** Begin Given data **

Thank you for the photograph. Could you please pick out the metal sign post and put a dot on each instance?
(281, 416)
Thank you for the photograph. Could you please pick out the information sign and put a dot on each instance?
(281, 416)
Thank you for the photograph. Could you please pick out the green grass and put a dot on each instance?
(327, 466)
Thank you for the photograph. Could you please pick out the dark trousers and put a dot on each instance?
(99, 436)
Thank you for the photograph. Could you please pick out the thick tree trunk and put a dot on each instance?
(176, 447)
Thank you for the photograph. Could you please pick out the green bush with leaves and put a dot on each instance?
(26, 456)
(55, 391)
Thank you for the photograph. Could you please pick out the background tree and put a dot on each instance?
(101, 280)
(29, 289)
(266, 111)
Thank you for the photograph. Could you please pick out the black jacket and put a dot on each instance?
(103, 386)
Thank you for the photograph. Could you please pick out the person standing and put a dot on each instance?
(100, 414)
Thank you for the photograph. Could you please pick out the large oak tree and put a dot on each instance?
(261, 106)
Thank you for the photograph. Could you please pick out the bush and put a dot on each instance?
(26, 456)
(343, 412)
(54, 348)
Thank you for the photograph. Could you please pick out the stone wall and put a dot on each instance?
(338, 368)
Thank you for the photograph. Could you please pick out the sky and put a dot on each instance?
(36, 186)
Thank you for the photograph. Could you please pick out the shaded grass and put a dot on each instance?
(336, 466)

** End Given data **

Required task: Rewrite the rows from the line that has "wall and put a dot on each instance?" through the end of the rows, changing "sky" to "clear sky" and leaving everything else unchanged.

Written response:
Thank you for the photograph. Could you please pick out the stone wall and put a dot on each instance?
(338, 368)
Thank you for the photograph. Could you please pick out the clear sky and put a dot on each instance?
(36, 186)
Thank you for the photograph. Could you please pick out the shaded grass and put a dot on each instance?
(336, 466)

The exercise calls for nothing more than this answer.